(EXERCISE INPUTS)
★ ★ ★ ★

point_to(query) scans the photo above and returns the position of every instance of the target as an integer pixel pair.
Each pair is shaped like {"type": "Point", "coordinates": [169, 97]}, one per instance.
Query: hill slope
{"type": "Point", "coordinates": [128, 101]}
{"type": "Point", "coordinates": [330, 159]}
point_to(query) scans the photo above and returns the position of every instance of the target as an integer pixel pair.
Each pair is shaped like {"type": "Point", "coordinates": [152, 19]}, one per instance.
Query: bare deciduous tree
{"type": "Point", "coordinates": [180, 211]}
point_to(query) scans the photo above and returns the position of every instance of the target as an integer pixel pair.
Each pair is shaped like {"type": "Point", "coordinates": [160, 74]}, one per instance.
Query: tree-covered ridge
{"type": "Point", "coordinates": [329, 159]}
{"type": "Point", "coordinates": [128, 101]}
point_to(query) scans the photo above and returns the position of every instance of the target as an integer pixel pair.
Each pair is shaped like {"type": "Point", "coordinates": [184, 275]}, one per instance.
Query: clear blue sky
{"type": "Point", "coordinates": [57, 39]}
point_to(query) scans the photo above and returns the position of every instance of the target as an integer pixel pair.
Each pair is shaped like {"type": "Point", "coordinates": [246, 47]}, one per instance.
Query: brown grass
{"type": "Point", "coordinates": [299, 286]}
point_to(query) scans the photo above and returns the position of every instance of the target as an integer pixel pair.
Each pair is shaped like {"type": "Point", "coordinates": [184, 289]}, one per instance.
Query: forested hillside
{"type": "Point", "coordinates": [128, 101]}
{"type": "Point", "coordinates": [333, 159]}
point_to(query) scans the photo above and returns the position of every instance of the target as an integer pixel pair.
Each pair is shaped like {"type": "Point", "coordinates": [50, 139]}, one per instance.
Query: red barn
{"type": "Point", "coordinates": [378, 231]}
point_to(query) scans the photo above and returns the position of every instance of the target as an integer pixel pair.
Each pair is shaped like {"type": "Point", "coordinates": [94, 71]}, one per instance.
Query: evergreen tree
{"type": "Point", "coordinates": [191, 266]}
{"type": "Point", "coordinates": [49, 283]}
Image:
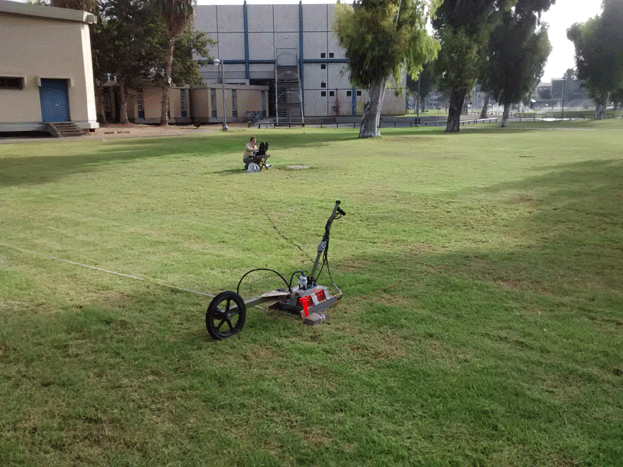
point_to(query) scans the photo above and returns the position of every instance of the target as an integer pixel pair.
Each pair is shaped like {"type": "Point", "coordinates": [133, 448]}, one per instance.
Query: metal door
{"type": "Point", "coordinates": [54, 100]}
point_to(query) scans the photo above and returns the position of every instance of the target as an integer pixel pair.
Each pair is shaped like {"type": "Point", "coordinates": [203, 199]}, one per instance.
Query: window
{"type": "Point", "coordinates": [213, 102]}
{"type": "Point", "coordinates": [7, 82]}
{"type": "Point", "coordinates": [183, 104]}
{"type": "Point", "coordinates": [139, 105]}
{"type": "Point", "coordinates": [263, 103]}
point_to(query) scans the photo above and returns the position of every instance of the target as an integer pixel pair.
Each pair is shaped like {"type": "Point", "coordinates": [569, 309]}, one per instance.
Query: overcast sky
{"type": "Point", "coordinates": [562, 15]}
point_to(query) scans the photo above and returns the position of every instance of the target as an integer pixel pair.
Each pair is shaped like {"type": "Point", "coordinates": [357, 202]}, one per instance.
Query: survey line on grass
{"type": "Point", "coordinates": [107, 270]}
{"type": "Point", "coordinates": [434, 268]}
{"type": "Point", "coordinates": [284, 237]}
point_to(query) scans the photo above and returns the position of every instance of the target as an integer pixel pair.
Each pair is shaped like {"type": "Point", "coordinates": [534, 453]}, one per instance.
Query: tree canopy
{"type": "Point", "coordinates": [599, 53]}
{"type": "Point", "coordinates": [517, 53]}
{"type": "Point", "coordinates": [463, 28]}
{"type": "Point", "coordinates": [380, 37]}
{"type": "Point", "coordinates": [130, 41]}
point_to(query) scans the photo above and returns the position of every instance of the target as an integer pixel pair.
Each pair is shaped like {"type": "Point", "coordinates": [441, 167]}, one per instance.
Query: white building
{"type": "Point", "coordinates": [293, 50]}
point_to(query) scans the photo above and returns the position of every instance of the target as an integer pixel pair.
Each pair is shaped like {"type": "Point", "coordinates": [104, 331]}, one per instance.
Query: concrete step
{"type": "Point", "coordinates": [64, 129]}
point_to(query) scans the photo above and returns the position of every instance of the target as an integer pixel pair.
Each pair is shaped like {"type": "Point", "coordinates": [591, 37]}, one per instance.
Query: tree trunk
{"type": "Point", "coordinates": [453, 125]}
{"type": "Point", "coordinates": [371, 118]}
{"type": "Point", "coordinates": [505, 115]}
{"type": "Point", "coordinates": [484, 113]}
{"type": "Point", "coordinates": [600, 107]}
{"type": "Point", "coordinates": [101, 107]}
{"type": "Point", "coordinates": [123, 103]}
{"type": "Point", "coordinates": [164, 116]}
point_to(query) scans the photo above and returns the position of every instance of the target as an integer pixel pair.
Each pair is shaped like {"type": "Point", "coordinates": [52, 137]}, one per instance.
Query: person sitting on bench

★ ★ ★ ★

(REQUIREMENTS)
The records above should be reproduced exactly, with no pictures included.

(TASK OUTPUT)
point_to(query) scans the photo above and returns the position of every instance of the target as an integer pixel pair.
Each pair is shaped like {"type": "Point", "coordinates": [169, 97]}, one per instance.
Query: hill slope
{"type": "Point", "coordinates": [128, 101]}
{"type": "Point", "coordinates": [330, 159]}
point_to(query) scans the photo above and returns the position of every instance of the target as an integer pixel pair.
Each pair is shaped like {"type": "Point", "coordinates": [152, 19]}, one per instance.
Query: bare deciduous tree
{"type": "Point", "coordinates": [180, 211]}
point_to(query) scans the photo above and returns the position of every instance of the target as an integer pixel pair.
Each pair is shaped like {"type": "Point", "coordinates": [160, 74]}, one per instance.
Query: tree-covered ridge
{"type": "Point", "coordinates": [329, 159]}
{"type": "Point", "coordinates": [128, 101]}
point_to(query) scans the photo above and returns the position of every instance of the target as an integer pixel pair.
Each pair is shaped like {"type": "Point", "coordinates": [184, 275]}, one per instance.
Query: clear blue sky
{"type": "Point", "coordinates": [57, 39]}
point_to(query) scans the photo above and returns the position of every instance of the target as an integer pixel pair.
Each pair is shaped like {"type": "Point", "coordinates": [246, 47]}, one per instance.
Query: brown grass
{"type": "Point", "coordinates": [299, 286]}
point_to(query) scans the photo above and returns the position of every instance of the target as an integer pixel pair.
Each pair is shaped like {"type": "Point", "coordinates": [184, 289]}, one per instance.
Query: forested hillside
{"type": "Point", "coordinates": [128, 101]}
{"type": "Point", "coordinates": [333, 159]}
point_to(query) scans the photo above and returns the position of every instance of the target as an integer pixel pair.
Each pair is shaped like {"type": "Point", "coordinates": [50, 139]}, one per instance.
Query: red barn
{"type": "Point", "coordinates": [378, 231]}
point_to(query) scans the photo above and returns the position of every instance of the target as an integer pixel pair.
Each pair is shaped like {"type": "Point", "coordinates": [94, 71]}, one per instance.
Query: evergreen tree
{"type": "Point", "coordinates": [191, 266]}
{"type": "Point", "coordinates": [49, 283]}
Image:
point_to(query) scans the photo above and returns the position of every instance of the target as an integer pixel pair.
Each pair is shaped like {"type": "Point", "coordinates": [133, 448]}, one per instance.
Query: metal door
{"type": "Point", "coordinates": [54, 100]}
point_to(query) scans the photo above and returns the position of every instance of the target as an integer pixel pair.
Each pair is shaped like {"type": "Point", "coordinates": [203, 199]}, one per instance.
Query: window
{"type": "Point", "coordinates": [213, 102]}
{"type": "Point", "coordinates": [7, 82]}
{"type": "Point", "coordinates": [183, 104]}
{"type": "Point", "coordinates": [139, 105]}
{"type": "Point", "coordinates": [263, 103]}
point_to(query) scans the photo above and returns the position of every instance of the target as an integer pixel pair.
Each pair is shaped like {"type": "Point", "coordinates": [569, 309]}, one per instance.
Query: overcast sky
{"type": "Point", "coordinates": [562, 15]}
point_to(query) scans the photo above and returns the position of every instance of the target as an integer pixel pair.
Each pair is shaped like {"type": "Point", "coordinates": [357, 202]}, one per instance.
Query: survey line on grass
{"type": "Point", "coordinates": [107, 270]}
{"type": "Point", "coordinates": [434, 268]}
{"type": "Point", "coordinates": [284, 237]}
point_to(query) scans the photo above and returns the position of every instance of the target as an integer pixel pair.
Each pair is shaped like {"type": "Point", "coordinates": [534, 453]}, one per instance.
Query: tree canopy
{"type": "Point", "coordinates": [599, 53]}
{"type": "Point", "coordinates": [517, 53]}
{"type": "Point", "coordinates": [463, 28]}
{"type": "Point", "coordinates": [380, 37]}
{"type": "Point", "coordinates": [130, 41]}
point_to(query) scans the photo above and returns the position of every instance of the target as an integer pixel pair.
Each pair is shaped like {"type": "Point", "coordinates": [441, 167]}, one per instance.
Query: white building
{"type": "Point", "coordinates": [293, 50]}
point_to(query) scans the photo above and returns the position of every instance of the target as an integer pixel pair.
Each pair is shaped like {"type": "Point", "coordinates": [104, 331]}, one per instance.
Query: concrete step
{"type": "Point", "coordinates": [64, 129]}
point_to(query) scans the photo above and returns the position of every instance of the target as an integer pixel pair.
Each pair is shaped like {"type": "Point", "coordinates": [591, 37]}, one per instance.
Query: tree trunk
{"type": "Point", "coordinates": [453, 125]}
{"type": "Point", "coordinates": [371, 118]}
{"type": "Point", "coordinates": [505, 115]}
{"type": "Point", "coordinates": [484, 113]}
{"type": "Point", "coordinates": [600, 107]}
{"type": "Point", "coordinates": [101, 107]}
{"type": "Point", "coordinates": [123, 103]}
{"type": "Point", "coordinates": [164, 116]}
point_to(query) scans the photo above and returns the position of every instance of the target as an integer pixel pair.
Each pair is shaped like {"type": "Point", "coordinates": [52, 137]}, one per instance.
Query: person sitting on bench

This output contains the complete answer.